— start of Exercise input —
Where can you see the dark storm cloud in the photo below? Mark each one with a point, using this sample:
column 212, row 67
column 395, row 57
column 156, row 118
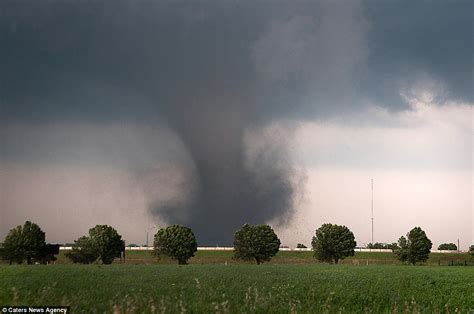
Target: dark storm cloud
column 210, row 71
column 406, row 37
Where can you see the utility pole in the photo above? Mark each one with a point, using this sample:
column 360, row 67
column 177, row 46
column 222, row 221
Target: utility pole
column 372, row 187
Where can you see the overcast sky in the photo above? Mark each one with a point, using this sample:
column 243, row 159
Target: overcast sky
column 211, row 114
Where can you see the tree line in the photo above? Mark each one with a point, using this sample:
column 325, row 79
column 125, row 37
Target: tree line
column 331, row 243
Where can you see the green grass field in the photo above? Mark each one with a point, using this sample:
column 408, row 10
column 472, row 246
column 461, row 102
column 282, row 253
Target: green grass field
column 266, row 288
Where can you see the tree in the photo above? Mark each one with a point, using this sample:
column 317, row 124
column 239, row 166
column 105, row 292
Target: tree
column 333, row 243
column 107, row 242
column 103, row 243
column 83, row 251
column 416, row 247
column 25, row 242
column 177, row 242
column 448, row 247
column 258, row 242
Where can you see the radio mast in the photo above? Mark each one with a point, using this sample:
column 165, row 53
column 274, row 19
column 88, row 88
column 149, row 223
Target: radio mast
column 372, row 188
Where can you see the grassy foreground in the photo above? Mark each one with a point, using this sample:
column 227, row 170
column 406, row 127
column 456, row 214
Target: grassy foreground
column 240, row 288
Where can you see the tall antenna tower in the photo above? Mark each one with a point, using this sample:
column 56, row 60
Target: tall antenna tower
column 372, row 187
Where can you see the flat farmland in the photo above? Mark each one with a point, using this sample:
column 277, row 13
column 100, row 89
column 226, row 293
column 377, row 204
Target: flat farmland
column 236, row 288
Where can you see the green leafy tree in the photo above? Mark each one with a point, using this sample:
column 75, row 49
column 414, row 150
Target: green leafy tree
column 416, row 247
column 448, row 247
column 25, row 242
column 258, row 242
column 177, row 242
column 83, row 251
column 103, row 243
column 107, row 243
column 333, row 243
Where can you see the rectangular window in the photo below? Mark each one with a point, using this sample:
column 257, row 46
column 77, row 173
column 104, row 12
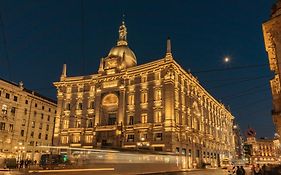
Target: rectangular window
column 88, row 138
column 143, row 97
column 158, row 136
column 33, row 124
column 76, row 138
column 11, row 128
column 92, row 105
column 64, row 139
column 2, row 126
column 23, row 122
column 158, row 118
column 80, row 106
column 157, row 94
column 111, row 119
column 22, row 133
column 65, row 124
column 130, row 138
column 4, row 109
column 89, row 123
column 131, row 120
column 131, row 99
column 144, row 118
column 143, row 78
column 67, row 106
column 77, row 123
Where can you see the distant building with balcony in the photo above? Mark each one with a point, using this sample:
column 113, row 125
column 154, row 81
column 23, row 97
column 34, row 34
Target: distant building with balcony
column 156, row 106
column 272, row 39
column 264, row 151
column 26, row 121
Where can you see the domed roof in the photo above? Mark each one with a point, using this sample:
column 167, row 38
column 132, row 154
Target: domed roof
column 122, row 49
column 124, row 52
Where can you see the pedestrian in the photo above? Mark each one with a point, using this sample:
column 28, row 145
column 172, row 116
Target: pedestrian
column 257, row 170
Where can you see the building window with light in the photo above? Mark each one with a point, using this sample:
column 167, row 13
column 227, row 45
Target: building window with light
column 89, row 123
column 64, row 139
column 157, row 94
column 76, row 138
column 88, row 138
column 92, row 104
column 77, row 123
column 67, row 106
column 158, row 136
column 130, row 138
column 4, row 109
column 157, row 117
column 65, row 124
column 144, row 97
column 33, row 124
column 143, row 78
column 131, row 99
column 131, row 120
column 144, row 118
column 157, row 76
column 79, row 106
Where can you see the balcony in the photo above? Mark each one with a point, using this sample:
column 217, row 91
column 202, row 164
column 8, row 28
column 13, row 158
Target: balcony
column 106, row 128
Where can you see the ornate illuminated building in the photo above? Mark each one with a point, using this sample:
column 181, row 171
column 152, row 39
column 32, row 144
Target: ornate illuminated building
column 156, row 106
column 272, row 39
column 264, row 151
column 26, row 121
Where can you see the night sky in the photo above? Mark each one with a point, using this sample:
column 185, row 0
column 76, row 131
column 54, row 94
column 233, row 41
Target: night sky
column 38, row 36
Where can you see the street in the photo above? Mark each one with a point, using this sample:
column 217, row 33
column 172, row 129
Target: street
column 109, row 171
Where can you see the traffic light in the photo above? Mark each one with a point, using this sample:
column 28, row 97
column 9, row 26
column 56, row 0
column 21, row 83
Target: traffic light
column 247, row 149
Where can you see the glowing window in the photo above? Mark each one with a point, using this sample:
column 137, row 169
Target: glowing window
column 144, row 118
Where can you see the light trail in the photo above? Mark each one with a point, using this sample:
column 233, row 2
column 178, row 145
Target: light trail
column 70, row 170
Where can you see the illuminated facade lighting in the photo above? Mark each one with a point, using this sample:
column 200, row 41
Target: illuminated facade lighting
column 156, row 106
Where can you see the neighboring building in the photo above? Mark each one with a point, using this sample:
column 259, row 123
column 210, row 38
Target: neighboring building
column 156, row 106
column 272, row 39
column 239, row 142
column 26, row 121
column 263, row 150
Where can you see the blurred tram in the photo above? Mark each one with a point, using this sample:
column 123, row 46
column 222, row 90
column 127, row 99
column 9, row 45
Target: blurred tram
column 77, row 157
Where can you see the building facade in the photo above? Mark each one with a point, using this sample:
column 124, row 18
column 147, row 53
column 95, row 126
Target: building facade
column 264, row 151
column 156, row 106
column 272, row 39
column 26, row 121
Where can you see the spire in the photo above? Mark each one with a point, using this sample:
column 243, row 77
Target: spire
column 122, row 34
column 169, row 48
column 63, row 73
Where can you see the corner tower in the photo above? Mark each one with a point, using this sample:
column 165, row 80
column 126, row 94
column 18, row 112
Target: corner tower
column 272, row 40
column 120, row 56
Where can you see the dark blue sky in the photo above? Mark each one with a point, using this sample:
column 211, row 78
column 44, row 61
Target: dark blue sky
column 42, row 35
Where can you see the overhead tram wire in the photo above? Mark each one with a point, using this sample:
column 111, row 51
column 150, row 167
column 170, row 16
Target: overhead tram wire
column 231, row 68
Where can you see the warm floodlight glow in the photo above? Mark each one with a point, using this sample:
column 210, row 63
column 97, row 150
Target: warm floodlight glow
column 226, row 59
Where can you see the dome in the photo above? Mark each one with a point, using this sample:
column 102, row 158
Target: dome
column 124, row 52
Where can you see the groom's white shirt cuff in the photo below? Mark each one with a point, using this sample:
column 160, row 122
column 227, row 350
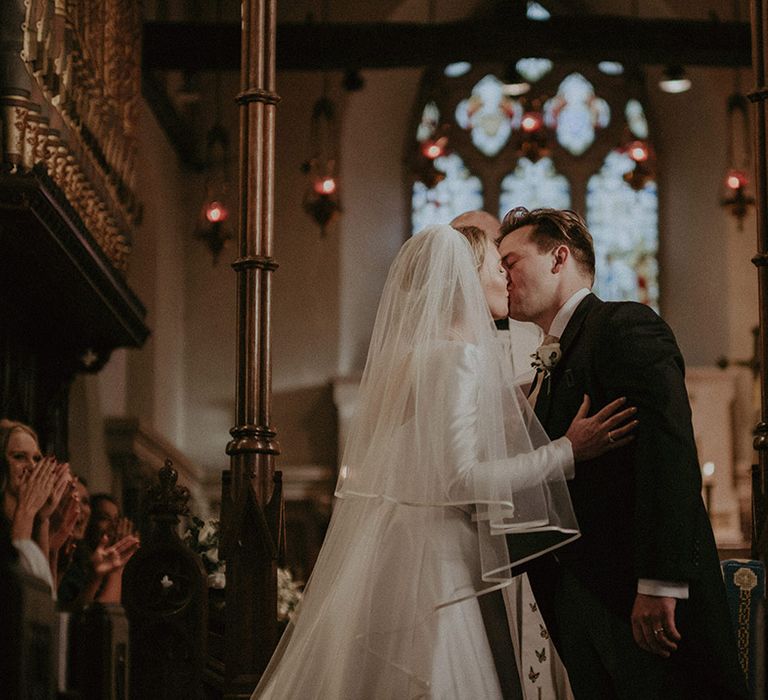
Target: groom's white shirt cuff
column 667, row 589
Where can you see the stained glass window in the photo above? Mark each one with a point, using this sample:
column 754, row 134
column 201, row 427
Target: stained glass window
column 575, row 112
column 460, row 191
column 489, row 114
column 534, row 185
column 636, row 120
column 564, row 144
column 533, row 69
column 624, row 223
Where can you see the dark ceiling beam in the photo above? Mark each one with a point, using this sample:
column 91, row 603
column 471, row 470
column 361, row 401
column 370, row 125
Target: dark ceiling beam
column 199, row 46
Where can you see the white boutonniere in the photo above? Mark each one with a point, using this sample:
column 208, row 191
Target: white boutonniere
column 546, row 357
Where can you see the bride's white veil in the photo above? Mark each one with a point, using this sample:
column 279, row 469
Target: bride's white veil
column 439, row 473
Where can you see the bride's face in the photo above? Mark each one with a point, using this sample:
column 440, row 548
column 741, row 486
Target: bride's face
column 493, row 277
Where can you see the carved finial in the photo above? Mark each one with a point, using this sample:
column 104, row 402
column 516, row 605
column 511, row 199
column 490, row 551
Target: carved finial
column 167, row 497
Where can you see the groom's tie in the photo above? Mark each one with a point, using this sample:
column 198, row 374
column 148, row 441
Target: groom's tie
column 538, row 380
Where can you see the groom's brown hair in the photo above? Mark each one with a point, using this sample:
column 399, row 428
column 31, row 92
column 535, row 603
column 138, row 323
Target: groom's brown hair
column 552, row 227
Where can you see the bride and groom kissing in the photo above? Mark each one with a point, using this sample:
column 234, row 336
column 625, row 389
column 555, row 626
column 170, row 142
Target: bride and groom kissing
column 454, row 481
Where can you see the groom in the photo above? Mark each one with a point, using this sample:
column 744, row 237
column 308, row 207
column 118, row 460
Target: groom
column 636, row 606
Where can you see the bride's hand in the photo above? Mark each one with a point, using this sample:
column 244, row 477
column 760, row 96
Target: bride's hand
column 609, row 429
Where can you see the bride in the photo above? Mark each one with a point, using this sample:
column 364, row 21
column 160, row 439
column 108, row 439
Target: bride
column 445, row 464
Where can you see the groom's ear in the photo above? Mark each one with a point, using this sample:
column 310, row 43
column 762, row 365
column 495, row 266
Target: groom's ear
column 559, row 255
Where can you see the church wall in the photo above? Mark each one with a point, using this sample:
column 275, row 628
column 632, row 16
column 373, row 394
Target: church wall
column 708, row 284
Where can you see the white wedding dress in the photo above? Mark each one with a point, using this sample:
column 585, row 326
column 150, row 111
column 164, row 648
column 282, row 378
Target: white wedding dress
column 440, row 467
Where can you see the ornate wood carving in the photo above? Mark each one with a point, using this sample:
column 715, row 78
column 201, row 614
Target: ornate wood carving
column 166, row 599
column 69, row 100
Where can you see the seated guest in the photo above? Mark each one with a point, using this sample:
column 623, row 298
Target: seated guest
column 67, row 528
column 100, row 557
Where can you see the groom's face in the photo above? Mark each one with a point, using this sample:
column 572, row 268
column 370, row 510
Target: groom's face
column 530, row 279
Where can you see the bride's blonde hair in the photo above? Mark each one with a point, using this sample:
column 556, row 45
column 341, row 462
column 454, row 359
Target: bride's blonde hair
column 477, row 241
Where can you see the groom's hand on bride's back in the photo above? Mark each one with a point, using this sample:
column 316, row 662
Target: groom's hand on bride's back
column 610, row 428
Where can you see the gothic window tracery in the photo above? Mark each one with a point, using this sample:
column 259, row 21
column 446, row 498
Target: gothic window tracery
column 568, row 143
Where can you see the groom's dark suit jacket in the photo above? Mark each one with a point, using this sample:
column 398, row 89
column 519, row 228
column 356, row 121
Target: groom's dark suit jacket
column 639, row 507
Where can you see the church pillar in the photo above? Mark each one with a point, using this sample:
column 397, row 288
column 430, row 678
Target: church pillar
column 251, row 493
column 759, row 28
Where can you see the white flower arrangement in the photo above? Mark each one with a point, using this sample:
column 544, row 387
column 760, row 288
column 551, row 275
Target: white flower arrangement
column 546, row 357
column 203, row 538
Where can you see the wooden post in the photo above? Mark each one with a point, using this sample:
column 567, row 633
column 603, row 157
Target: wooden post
column 251, row 505
column 760, row 260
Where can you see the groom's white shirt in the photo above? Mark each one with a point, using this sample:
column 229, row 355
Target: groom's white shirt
column 670, row 589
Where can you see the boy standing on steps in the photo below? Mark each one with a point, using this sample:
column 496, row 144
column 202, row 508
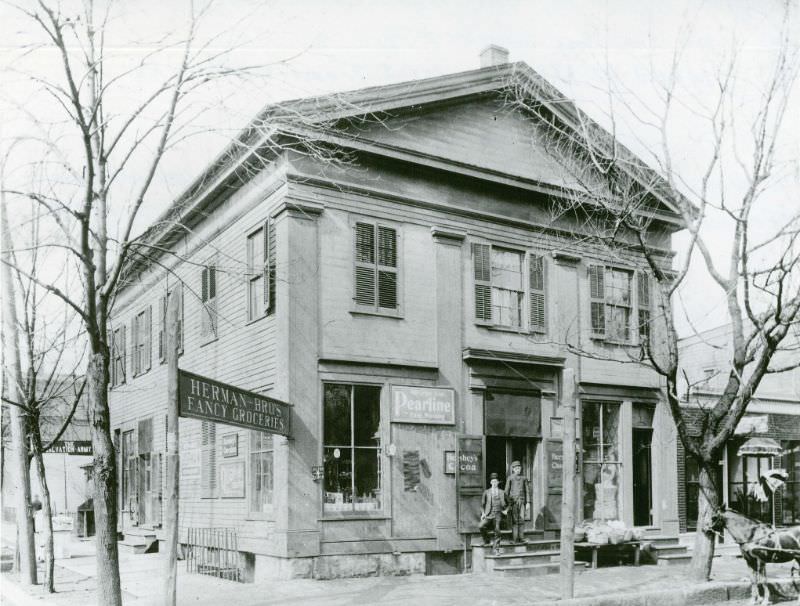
— end of Exercise input —
*What the task asks*. Reproduce verbatim everything in the items from the line containing "Where can you see the pedestrian" down to the line containing "column 247, row 149", keeping both of those lines.

*Reply*.
Where can you see the pedestrian in the photo above? Mark each one with a point, using this sample:
column 28, row 145
column 172, row 116
Target: pedestrian
column 257, row 170
Where can you see the building window with light in the photo above? Mark each one with a point, using this sample:
column 167, row 13
column 227, row 45
Target: building window with light
column 89, row 123
column 64, row 139
column 157, row 94
column 76, row 138
column 88, row 138
column 92, row 104
column 77, row 123
column 67, row 106
column 158, row 136
column 130, row 138
column 4, row 109
column 157, row 117
column 65, row 124
column 144, row 97
column 33, row 124
column 143, row 78
column 131, row 99
column 131, row 120
column 144, row 118
column 157, row 76
column 79, row 106
Where can you see the balcony in the photo above? Mark each one with a point, using this sample:
column 217, row 91
column 202, row 164
column 8, row 28
column 13, row 158
Target: balcony
column 106, row 128
Where can you see the ornate illuminated building in the photo above? Mark each one with a point, using this sample:
column 181, row 171
column 152, row 39
column 32, row 144
Target: ornate illuminated building
column 156, row 106
column 272, row 39
column 264, row 151
column 26, row 121
Where can you see the night sky in the photo above? Mark each one with a point, using this sample:
column 185, row 0
column 76, row 131
column 54, row 94
column 233, row 41
Target: night sky
column 38, row 36
Where can you see the street in the photo above? Mark each one with a point, using this sample:
column 217, row 33
column 172, row 129
Target: street
column 109, row 171
Where can you see the traffic light in the photo above? Mark each one with a point, using this sample:
column 28, row 97
column 9, row 26
column 56, row 0
column 21, row 83
Target: traffic light
column 247, row 149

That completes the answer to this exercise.